◆ Selection ◆
Updated by Robert and Johanna Titus

Jan 13, 2022

 

Our Catskill region summers generally bring wonderful weather with dry air and cool nights. Our Catskills Autumns are spectacular with their foliage. Our winters are dreadful and once again it is that time of the year. We stoically accept the onset of another cold season and make do with the holidays as some sort of compensation. Few of us, however, know or even wonder why we must endure this annual season. Do you? Many of you might be able to give a reasonably good explanation for our winter season in terms of the Earth’s orbit about the Sun. Many, or even most, of you, however, might flub the story; it is just a little too complex for a quick, glib explanation.

◆ Tasks and exercises ◆
1) What weather do summers in the Catskill region generally bring, according to the piece on Catskills winters?
2) Copy out the rows verbatim from the line containing "Segment every instance of the **red" through the end of the rows.

◆ Supplied information ◆
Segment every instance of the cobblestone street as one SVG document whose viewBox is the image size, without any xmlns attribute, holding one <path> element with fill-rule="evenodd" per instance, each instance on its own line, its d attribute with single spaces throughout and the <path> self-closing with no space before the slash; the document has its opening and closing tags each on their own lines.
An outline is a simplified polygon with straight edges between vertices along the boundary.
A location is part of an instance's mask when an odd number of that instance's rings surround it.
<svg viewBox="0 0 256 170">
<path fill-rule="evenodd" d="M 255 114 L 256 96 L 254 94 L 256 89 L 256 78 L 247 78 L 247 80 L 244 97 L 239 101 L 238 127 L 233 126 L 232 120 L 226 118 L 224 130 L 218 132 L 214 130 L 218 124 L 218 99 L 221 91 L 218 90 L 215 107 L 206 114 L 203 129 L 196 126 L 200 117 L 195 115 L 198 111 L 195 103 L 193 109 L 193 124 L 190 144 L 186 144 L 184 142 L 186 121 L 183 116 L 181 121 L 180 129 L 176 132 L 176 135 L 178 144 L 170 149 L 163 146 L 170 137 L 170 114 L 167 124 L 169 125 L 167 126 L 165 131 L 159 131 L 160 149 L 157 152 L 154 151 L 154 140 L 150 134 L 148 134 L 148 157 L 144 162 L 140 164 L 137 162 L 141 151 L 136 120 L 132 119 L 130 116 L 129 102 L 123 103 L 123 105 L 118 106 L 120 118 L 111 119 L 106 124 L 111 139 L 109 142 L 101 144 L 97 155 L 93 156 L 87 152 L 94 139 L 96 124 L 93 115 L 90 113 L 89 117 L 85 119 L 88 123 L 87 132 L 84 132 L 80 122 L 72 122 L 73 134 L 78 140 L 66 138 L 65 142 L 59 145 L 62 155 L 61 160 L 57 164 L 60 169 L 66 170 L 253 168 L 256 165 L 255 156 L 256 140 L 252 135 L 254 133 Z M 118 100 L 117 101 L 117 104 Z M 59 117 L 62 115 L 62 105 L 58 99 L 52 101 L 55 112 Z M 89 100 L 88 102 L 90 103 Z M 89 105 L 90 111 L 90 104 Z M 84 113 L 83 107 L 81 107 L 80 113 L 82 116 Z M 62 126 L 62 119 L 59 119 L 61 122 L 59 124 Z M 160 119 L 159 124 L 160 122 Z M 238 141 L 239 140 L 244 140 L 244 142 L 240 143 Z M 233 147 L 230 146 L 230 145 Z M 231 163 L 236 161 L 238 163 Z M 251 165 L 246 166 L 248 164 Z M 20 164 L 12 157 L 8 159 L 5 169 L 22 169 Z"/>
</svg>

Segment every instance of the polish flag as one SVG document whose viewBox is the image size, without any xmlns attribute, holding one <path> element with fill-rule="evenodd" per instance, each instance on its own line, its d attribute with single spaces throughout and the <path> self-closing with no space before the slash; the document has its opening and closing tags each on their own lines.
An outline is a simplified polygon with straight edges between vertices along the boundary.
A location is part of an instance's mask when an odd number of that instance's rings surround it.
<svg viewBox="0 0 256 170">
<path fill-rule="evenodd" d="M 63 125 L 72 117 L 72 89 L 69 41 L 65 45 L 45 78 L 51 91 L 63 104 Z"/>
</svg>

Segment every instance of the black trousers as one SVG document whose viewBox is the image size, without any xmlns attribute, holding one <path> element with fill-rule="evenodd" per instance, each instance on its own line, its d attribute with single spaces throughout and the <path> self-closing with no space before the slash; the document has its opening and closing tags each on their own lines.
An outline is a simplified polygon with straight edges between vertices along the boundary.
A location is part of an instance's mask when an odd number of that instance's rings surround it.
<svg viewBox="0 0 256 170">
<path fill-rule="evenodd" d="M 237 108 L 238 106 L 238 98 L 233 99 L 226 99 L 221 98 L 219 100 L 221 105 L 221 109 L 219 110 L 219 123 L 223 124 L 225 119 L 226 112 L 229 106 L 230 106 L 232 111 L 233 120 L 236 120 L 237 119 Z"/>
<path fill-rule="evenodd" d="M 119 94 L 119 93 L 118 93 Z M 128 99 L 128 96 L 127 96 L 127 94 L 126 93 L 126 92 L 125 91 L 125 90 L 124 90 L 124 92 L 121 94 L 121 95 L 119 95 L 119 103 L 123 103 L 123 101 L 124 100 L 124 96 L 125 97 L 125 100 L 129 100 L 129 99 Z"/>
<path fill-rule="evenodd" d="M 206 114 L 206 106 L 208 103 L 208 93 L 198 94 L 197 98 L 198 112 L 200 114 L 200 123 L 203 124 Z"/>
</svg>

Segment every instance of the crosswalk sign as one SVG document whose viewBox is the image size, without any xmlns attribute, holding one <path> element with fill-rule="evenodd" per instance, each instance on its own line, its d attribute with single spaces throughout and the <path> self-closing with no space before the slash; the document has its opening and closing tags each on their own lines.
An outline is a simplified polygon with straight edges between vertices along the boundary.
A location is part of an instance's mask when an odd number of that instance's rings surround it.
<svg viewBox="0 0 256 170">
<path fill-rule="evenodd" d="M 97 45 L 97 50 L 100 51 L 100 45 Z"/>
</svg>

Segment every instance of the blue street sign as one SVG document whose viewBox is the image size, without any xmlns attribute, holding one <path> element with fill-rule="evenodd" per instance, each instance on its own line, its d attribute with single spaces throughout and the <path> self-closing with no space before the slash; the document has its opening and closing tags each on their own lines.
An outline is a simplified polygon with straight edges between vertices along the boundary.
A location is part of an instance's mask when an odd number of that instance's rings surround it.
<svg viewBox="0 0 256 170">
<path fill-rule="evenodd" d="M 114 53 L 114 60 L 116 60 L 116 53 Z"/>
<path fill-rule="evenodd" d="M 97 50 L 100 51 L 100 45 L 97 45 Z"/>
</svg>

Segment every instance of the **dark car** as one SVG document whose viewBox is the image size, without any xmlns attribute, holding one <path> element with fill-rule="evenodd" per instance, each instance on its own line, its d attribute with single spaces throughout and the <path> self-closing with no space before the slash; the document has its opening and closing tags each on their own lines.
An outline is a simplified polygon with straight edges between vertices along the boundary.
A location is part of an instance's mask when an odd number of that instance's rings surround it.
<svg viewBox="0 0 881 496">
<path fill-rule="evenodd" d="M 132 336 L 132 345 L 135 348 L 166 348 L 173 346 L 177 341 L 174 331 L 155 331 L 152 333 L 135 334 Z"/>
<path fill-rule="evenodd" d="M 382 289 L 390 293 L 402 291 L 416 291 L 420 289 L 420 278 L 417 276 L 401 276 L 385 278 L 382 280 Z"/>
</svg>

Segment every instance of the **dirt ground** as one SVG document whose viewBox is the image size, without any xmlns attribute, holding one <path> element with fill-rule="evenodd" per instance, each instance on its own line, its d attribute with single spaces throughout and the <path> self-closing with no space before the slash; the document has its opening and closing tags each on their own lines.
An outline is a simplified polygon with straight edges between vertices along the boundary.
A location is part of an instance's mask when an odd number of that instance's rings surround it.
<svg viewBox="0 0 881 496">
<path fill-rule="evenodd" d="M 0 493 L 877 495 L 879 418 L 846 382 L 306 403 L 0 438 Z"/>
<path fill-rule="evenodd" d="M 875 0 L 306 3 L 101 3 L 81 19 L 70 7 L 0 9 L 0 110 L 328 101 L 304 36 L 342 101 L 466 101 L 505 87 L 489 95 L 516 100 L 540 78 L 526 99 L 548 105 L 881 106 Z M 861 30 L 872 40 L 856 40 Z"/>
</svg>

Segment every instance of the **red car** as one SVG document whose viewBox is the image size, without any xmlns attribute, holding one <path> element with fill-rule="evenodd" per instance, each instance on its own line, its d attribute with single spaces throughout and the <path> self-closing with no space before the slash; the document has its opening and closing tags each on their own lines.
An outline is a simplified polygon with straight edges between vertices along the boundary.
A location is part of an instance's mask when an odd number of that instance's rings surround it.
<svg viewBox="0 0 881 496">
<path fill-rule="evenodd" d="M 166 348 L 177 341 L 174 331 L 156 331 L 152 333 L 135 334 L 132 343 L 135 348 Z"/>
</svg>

◆ Solved tasks ◆
1) Wonderful weather with dry air and cool nights.

2)
Segment every instance of the **red car** as one SVG document whose viewBox is the image size, without any xmlns attribute, holding one <path> element with fill-rule="evenodd" per instance, each instance on its own line, its d attribute with single spaces throughout and the <path> self-closing with no space before the slash; the document has its opening and closing tags each on their own lines.
An outline is a simplified polygon with straight edges between vertices along the boundary.
A location is part of an instance's mask when an odd number of that instance's rings surround it.
<svg viewBox="0 0 881 496">
<path fill-rule="evenodd" d="M 166 348 L 177 341 L 174 331 L 156 331 L 152 333 L 135 334 L 132 343 L 135 348 Z"/>
</svg>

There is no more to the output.